Rewrite the passage of the thread about the Jordanian wadi name starting with "غريب incidentally is" and going on through "knowing this place.", putting "cautious" wherever "prudent" appears.

§ Selected excerpt:
************
# وادي غويب العطشانة



## heraldland

Hello everybody!
I need help!
There's a wadi named وادي غويب العطشانة (Wādī Ghuwayb al ‘Aţshānah) in Jordan. I can't find the translation of the word غويب .It does look like the word غريب ( ghurayb) which means 'strange', as an adjective and 'stranger', as a noun (according to a google translator). From which root comes the word غويب? If it would mean 'stranger', and if as it seems,العطشانة means 'thirsty', this place would mean 'the wadi, or the valley of the thirsty strangers'?. The Google translator does not accept this word and proposes me a translation from the word غريب ( ghurayb) instead. Does anyone can help? Thanks so much!


----------



## shafaq

What about "thirsty copse/s valley" .


----------



## heraldland

Interesting, but I'm looking for the original meaning of the word غويب. I'm trying to make a relation in the phrase. In  غويب, there's apparently no any relation with 'copse/s'. Would ghuwayb (غويب) be a former form of ghuraib (غريب), which would have been distorted along generations, and which meant 'strangers' or 'foreigners' as the translation does suggest, concerning the noun (not the adjective)? The word غويب as such  is not recognized in any translations, but rather offers the translation of غريب instead.


----------



## abdulwahid

Can it be diminutive?


----------



## heraldland

?? No idea...


----------



## analeeh

غويب looks like a diminutive of غابة which means forest. I agree with the copse translation without any further information. 

غريب incidentally is pronounced ghariib. ghurayb exists in the place name Abu Ghrayb where it's sometimes explained as meaning small crows.


----------



## heraldland

I know  that ghurab means crow. May be there's a relation with ghurayb. There are several places, in Saudi Arabia, in Egypt, too, called of this name, even with a little difference in the spelling. Sometimes, English translates as raven, also. But I prefer to be prudent. I would find an answer with the inhabitants of this place in Jordan, or maybe with historians knowing this place.


----------



## heraldland

I have found a site named Ain al Ghuwayba, which, according to the suggested translation, would mean 'spring of the grove'. If ghuwayb and ghuwayba are of the same root, then the name وادي-غويب-العطشانة would clearly mean 'wadi of the dry grove'. But is it the case?


----------



## analeeh

'Grove' is a near-synonym of 'copse'. _Ghuwaybah_ is another possible way of forming the diminutive seen in _ghuwayb_.


----------



## heraldland

Agreed!


----------



## fdb

According to the classic dictionaries, ʻaṭšāna can be fem. sing. or masc. plur. of ̒ʻaṭšān “thirsty”. Thus, wādī ghuwaybi l-ʻaṭšāna could conceivably mean “valley of the small grove of the thirsty men”. I am afraid that none of the other suggestions made so far in this thread is grammatically possible.
************
§ Collected data:
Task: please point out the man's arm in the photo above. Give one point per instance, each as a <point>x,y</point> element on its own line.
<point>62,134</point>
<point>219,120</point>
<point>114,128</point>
************
§ Finished exercise:
غريب incidentally is pronounced ghariib. ghurayb exists in the place name Abu Ghrayb where it's sometimes explained as meaning small crows.


----------



## heraldland

I know  that ghurab means crow. May be there's a relation with ghurayb. There are several places, in Saudi Arabia, in Egypt, too, called of this name, even with a little difference in the spelling. Sometimes, English translates as raven, also. But I prefer to be cautious. I would find an answer with the inhabitants of this place in Jordan, or maybe with historians knowing this place.